• **Directive**:
Convert the data, from the first line through the line containing "[177,53,259,219]", into a Markdown table with two columns, Row and Data line, numbering each row and skipping any blank lines.

• **Input records**:
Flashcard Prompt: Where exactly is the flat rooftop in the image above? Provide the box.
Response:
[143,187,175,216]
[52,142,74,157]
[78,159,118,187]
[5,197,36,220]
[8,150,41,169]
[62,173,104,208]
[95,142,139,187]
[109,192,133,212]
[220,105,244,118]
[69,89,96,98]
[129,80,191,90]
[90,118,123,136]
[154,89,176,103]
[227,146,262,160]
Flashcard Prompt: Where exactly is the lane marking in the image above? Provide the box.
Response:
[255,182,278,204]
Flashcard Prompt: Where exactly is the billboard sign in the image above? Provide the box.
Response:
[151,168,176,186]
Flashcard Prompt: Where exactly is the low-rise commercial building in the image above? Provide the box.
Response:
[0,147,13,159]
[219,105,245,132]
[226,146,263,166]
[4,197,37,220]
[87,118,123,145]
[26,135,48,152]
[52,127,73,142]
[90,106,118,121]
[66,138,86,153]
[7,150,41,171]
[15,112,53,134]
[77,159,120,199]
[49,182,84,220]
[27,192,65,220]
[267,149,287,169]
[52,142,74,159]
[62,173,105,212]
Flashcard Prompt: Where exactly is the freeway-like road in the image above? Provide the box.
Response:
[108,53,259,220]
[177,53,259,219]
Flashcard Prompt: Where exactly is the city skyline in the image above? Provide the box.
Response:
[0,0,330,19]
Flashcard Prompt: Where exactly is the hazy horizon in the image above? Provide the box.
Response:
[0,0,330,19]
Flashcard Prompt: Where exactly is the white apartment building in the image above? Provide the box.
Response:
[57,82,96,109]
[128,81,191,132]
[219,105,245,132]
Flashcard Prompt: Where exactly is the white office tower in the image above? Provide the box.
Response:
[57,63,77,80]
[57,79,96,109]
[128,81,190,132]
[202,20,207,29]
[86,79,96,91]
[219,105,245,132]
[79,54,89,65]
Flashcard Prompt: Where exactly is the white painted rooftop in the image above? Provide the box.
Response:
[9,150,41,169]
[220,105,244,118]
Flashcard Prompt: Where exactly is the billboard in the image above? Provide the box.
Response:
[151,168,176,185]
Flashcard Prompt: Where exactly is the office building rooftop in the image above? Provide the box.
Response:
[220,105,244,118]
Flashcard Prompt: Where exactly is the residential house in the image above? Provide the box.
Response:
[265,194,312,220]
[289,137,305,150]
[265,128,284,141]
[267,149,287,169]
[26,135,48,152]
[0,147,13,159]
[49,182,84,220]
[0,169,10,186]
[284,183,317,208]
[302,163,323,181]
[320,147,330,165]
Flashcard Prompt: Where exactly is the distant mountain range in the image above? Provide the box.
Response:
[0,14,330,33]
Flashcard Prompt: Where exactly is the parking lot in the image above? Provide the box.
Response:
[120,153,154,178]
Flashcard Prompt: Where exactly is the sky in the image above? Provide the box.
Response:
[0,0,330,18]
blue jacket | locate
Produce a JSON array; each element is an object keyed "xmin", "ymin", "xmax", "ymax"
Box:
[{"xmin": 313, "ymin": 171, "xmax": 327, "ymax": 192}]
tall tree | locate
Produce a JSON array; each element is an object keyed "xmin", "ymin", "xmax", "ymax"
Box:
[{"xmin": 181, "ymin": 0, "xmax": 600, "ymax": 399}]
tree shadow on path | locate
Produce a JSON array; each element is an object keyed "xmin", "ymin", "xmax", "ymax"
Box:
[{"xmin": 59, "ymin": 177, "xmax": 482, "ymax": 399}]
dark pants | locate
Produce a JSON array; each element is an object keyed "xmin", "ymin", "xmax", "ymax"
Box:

• **Reply to the task**:
| Row | Data line |
|---|---|
| 1 | Flashcard Prompt: Where exactly is the flat rooftop in the image above? Provide the box. |
| 2 | Response: |
| 3 | [143,187,175,216] |
| 4 | [52,142,74,157] |
| 5 | [78,159,118,187] |
| 6 | [5,197,36,220] |
| 7 | [8,150,41,169] |
| 8 | [62,173,104,208] |
| 9 | [95,142,139,187] |
| 10 | [109,192,133,212] |
| 11 | [220,105,244,118] |
| 12 | [69,89,96,98] |
| 13 | [129,80,191,90] |
| 14 | [90,118,123,136] |
| 15 | [154,89,176,103] |
| 16 | [227,146,262,160] |
| 17 | Flashcard Prompt: Where exactly is the lane marking in the image above? Provide the box. |
| 18 | Response: |
| 19 | [255,182,278,204] |
| 20 | Flashcard Prompt: Where exactly is the billboard sign in the image above? Provide the box. |
| 21 | Response: |
| 22 | [151,168,176,186] |
| 23 | Flashcard Prompt: Where exactly is the low-rise commercial building in the image above? Provide the box. |
| 24 | Response: |
| 25 | [0,147,13,159] |
| 26 | [219,105,245,132] |
| 27 | [226,146,263,166] |
| 28 | [4,197,37,220] |
| 29 | [87,118,123,145] |
| 30 | [26,135,48,152] |
| 31 | [52,127,73,142] |
| 32 | [90,106,118,121] |
| 33 | [66,138,86,153] |
| 34 | [7,150,41,171] |
| 35 | [15,112,53,134] |
| 36 | [77,159,120,199] |
| 37 | [49,182,84,220] |
| 38 | [27,192,65,220] |
| 39 | [267,149,287,169] |
| 40 | [52,142,74,159] |
| 41 | [62,173,105,212] |
| 42 | Flashcard Prompt: Where exactly is the freeway-like road in the image above? Provide the box. |
| 43 | Response: |
| 44 | [108,53,259,220] |
| 45 | [177,53,259,219] |